GENEL DİLBİLİM II - Ünite 7: Metindilbilim: Temel İlke ve Kavramlar Özeti :

PAYLAŞ:

Ünite 7: Metindilbilim: Temel İlke ve Kavramlar

Metindilbilim Nedir?

Metindilbilim, metni metin yapan öğelerin ve metindeki dilsel düzenlerin incelendiği bir dilbilim alnıdır.

Metindilbilim çalışmaları farklı yaklaşımlarla çalışılmıştır. Örneğin, metin dilbilim yaklaşımında metinsellik üzerine durulmuştur. Metinsellik metni metin yapan bileşenlerin oluşturdupu bütündür. Bunun yanısıra, metin dilbilgisi ve söylem çözümlemesi de diğer iki yaklaşım çeşitleridir.

Metin çalışmalarında dikkat edilmesi gereken iki önemli kavram bulunmaktadır: dizge tümceleri ve metin tümceleri.

Dizge tümceleri dile ilişkin açıklama ve betimlemelerde kullanılan soyut içerikli tümcelerdir. Bu tümceler yapısal birimlerdir, içinde geçen olaylar hakkında bilindiklikten söz edilemez, ve bu tümceleri üreten kişi, neden, nerede, ne zaman ürettiği sorularına cevap aranmaz.

Metin tümceleri ise doğal iletişim ortamlarında, metinler içinde geçen tümcelerdir. Bu tümceler kullanımsal bilimlerdir, içinde geçen olaylar hakkında tanıdıklıktan söz edilebilir. Ayrıca, tümceleri üretenin kim olduğu, ne zaman, neden ve nerede üretildiği gibi kullanımsal sorulara cevap aranabilir.

# Veri parçaları

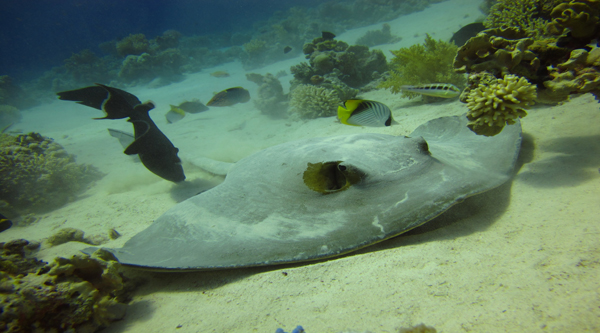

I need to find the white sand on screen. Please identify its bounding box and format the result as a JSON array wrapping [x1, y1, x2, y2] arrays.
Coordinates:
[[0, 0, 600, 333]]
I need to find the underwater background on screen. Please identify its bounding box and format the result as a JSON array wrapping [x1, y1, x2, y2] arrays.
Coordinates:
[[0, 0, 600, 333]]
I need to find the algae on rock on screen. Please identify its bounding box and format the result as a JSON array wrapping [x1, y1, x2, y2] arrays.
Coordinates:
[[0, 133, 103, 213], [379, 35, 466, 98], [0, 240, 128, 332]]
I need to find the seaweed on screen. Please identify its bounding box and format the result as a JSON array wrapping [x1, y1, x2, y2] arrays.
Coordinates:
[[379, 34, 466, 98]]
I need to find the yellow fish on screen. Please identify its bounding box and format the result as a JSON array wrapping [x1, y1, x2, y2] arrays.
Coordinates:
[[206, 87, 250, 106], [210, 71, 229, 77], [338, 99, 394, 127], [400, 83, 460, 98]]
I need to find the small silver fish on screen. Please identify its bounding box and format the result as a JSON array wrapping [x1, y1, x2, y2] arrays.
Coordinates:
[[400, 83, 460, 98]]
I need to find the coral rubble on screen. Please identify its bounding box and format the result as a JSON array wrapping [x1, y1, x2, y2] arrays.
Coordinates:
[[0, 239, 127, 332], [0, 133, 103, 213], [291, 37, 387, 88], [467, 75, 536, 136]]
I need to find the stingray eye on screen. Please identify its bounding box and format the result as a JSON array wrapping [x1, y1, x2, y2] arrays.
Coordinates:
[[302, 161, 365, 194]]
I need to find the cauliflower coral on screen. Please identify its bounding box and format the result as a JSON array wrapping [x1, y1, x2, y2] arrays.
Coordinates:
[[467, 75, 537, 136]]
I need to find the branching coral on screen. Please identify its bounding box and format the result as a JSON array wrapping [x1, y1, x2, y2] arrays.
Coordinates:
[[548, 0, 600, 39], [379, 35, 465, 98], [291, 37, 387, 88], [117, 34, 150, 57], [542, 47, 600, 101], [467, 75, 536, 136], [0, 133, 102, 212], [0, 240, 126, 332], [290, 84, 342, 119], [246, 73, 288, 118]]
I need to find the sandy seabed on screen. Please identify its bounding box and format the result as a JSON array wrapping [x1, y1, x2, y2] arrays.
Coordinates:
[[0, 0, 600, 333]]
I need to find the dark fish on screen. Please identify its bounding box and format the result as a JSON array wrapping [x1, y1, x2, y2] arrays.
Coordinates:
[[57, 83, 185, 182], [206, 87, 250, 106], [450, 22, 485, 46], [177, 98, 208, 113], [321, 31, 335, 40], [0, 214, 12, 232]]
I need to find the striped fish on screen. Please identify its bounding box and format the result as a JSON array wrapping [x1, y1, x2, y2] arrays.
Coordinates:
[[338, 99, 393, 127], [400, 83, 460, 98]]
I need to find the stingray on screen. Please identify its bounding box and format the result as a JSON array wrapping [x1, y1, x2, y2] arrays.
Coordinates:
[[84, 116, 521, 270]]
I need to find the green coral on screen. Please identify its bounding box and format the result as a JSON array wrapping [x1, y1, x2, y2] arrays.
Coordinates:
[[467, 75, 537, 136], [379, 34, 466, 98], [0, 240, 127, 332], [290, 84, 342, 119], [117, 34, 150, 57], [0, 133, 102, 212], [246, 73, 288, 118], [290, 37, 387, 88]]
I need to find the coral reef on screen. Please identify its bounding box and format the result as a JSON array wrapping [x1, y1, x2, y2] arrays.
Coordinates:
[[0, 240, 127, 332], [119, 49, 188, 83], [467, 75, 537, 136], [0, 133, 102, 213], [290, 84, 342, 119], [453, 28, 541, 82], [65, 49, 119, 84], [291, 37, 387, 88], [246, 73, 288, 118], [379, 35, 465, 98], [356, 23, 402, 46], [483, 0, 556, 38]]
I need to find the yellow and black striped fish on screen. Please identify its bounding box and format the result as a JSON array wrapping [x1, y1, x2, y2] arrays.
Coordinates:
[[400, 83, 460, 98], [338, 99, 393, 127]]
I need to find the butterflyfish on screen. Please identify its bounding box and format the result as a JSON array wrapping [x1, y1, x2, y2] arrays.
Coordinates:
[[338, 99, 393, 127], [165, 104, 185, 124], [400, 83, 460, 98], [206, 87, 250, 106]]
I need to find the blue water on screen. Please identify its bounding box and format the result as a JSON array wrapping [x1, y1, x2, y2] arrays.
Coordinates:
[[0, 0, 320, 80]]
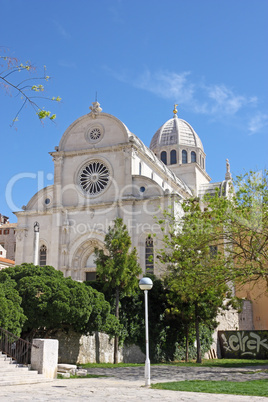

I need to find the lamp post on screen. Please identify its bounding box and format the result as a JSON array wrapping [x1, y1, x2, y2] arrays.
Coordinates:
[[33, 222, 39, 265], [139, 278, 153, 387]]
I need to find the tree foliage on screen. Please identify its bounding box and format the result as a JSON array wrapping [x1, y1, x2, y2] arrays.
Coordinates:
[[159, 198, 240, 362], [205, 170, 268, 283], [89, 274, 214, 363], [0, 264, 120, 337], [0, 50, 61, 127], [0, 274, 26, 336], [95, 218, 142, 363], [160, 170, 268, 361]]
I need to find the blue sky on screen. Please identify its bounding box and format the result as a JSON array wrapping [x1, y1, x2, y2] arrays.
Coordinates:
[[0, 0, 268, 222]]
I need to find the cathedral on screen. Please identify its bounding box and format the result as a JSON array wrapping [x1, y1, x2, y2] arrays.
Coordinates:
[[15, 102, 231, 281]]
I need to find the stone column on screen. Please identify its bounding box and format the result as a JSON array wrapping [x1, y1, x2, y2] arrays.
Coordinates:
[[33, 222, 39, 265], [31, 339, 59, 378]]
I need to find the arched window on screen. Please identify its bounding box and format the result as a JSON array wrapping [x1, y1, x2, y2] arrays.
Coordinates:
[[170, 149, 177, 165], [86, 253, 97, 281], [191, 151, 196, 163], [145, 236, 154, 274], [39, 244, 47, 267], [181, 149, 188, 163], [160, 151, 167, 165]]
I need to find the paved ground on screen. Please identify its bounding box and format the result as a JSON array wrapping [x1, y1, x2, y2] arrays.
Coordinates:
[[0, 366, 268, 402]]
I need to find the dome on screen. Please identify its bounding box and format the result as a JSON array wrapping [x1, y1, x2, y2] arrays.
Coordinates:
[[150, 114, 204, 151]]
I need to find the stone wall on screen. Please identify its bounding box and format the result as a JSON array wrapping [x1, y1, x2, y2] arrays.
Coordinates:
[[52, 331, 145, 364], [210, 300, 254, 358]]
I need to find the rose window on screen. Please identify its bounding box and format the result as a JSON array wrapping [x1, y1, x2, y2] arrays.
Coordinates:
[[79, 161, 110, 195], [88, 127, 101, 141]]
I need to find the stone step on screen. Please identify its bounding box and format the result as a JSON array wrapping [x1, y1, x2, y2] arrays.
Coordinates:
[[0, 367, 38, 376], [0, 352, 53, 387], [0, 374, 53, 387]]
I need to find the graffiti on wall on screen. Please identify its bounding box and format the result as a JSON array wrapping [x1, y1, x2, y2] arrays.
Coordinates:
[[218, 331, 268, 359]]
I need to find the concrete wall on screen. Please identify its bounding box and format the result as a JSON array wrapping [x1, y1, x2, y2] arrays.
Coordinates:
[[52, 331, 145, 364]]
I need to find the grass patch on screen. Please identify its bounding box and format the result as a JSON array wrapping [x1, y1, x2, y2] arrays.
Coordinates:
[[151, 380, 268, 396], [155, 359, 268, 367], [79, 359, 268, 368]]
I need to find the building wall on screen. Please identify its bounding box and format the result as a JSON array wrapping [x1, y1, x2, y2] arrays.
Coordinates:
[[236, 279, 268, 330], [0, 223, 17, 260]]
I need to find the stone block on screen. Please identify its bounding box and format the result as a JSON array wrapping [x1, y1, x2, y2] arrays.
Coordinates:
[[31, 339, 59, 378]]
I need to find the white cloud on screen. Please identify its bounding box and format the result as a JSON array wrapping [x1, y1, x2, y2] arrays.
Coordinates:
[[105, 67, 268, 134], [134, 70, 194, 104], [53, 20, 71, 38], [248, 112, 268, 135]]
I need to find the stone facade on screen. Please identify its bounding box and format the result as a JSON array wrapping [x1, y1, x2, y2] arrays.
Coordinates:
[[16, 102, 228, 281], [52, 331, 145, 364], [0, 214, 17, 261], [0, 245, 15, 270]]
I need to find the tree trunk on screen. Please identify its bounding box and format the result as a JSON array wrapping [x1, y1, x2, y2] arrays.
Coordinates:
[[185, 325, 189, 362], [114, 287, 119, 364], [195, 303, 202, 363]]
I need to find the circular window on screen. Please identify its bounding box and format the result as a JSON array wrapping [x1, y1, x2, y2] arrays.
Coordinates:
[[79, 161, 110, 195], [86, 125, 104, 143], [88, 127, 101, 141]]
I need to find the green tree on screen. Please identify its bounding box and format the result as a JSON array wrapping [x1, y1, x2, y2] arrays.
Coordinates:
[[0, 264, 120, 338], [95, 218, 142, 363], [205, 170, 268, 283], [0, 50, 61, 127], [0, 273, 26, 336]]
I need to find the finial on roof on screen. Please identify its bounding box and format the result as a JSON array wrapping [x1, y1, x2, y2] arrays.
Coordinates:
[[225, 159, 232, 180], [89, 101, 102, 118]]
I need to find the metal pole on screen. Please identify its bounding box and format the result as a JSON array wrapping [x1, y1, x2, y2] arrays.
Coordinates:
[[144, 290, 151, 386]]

# Görev
Okuma metninde "Metindilbilim Nedir?" diye başlayıp "ve metin tümceleri." diye biten kısmı hiç değiştirmeden tekrar yaz. Buradaki verilere ihtiyacınız olmayacak.

# Görevin cevabı
Metindilbilim Nedir?

Metindilbilim, metni metin yapan öğelerin ve metindeki dilsel düzenlerin incelendiği bir dilbilim alnıdır.

Metindilbilim çalışmaları farklı yaklaşımlarla çalışılmıştır. Örneğin, metin dilbilim yaklaşımında metinsellik üzerine durulmuştur. Metinsellik metni metin yapan bileşenlerin oluşturdupu bütündür. Bunun yanısıra, metin dilbilgisi ve söylem çözümlemesi de diğer iki yaklaşım çeşitleridir.

Metin çalışmalarında dikkat edilmesi gereken iki önemli kavram bulunmaktadır: dizge tümceleri ve metin tümceleri.